## What is needed
Reproduce, character for character, the stretch of the material below from the line containing "man with backpack" through the line containing "[[279, 267, 296, 316], [177, 267, 206, 340]]", including both of those lines.

## Given records

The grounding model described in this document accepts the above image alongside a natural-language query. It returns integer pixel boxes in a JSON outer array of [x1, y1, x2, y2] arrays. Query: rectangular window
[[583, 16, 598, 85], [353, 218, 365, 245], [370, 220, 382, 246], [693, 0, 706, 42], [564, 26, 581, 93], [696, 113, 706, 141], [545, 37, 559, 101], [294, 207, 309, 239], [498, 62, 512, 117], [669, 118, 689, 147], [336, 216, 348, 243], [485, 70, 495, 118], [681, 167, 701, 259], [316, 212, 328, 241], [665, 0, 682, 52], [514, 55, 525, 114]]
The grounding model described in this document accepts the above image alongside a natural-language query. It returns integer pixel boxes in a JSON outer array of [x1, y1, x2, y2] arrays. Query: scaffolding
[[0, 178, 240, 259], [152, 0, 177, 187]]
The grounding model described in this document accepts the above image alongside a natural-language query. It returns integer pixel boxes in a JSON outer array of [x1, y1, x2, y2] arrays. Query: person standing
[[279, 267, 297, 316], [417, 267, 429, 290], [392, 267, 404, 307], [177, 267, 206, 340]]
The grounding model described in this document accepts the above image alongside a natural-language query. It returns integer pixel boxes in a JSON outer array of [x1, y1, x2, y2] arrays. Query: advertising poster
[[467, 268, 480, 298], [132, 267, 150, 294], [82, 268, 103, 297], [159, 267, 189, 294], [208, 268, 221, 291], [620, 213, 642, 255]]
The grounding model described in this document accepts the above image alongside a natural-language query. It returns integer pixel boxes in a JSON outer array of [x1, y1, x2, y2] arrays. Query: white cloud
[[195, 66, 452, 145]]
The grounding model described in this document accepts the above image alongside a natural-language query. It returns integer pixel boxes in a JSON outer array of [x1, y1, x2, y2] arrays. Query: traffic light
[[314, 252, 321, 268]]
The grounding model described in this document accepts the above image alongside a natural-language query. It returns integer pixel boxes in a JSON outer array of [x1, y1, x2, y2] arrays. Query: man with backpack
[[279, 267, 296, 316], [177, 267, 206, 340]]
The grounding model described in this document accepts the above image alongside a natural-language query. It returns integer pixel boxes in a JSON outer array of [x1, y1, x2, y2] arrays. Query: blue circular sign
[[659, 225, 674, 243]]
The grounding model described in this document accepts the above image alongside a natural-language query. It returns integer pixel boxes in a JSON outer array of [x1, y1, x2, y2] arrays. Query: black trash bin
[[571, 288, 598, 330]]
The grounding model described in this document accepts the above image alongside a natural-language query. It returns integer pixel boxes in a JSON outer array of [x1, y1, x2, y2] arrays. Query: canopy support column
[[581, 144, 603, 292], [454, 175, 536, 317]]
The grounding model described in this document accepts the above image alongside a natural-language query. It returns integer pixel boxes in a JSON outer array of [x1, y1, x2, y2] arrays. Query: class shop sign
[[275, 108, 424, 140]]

...

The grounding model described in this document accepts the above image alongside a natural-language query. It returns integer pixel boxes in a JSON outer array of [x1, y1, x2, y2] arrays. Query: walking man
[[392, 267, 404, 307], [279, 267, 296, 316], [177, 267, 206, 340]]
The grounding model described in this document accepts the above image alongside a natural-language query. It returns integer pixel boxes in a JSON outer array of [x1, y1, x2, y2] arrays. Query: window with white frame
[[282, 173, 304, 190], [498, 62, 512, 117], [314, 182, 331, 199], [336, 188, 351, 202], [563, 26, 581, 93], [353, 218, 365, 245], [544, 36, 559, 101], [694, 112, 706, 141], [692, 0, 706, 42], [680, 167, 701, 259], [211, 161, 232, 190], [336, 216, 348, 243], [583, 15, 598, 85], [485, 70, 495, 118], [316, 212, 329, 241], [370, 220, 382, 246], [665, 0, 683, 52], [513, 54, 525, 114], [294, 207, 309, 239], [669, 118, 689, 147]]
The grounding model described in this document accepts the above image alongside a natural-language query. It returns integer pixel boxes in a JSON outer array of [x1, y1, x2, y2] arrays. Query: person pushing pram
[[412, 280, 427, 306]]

...

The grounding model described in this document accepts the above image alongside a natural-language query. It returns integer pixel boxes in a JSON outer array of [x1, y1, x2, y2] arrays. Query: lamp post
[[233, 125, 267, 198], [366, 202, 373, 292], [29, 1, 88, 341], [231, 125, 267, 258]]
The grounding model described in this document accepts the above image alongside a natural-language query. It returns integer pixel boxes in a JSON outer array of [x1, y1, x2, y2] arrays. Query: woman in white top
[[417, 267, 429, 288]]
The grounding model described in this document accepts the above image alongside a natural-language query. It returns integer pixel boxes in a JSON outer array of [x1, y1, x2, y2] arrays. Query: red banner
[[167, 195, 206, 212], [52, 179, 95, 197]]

## Exercise result
The grounding model described in this document accepts the above image alongside a natural-language query. It returns integer pixel boxes in a JSON outer array of [x1, y1, x2, y2] arrays. Query: man with backpack
[[279, 267, 296, 316], [177, 267, 206, 340]]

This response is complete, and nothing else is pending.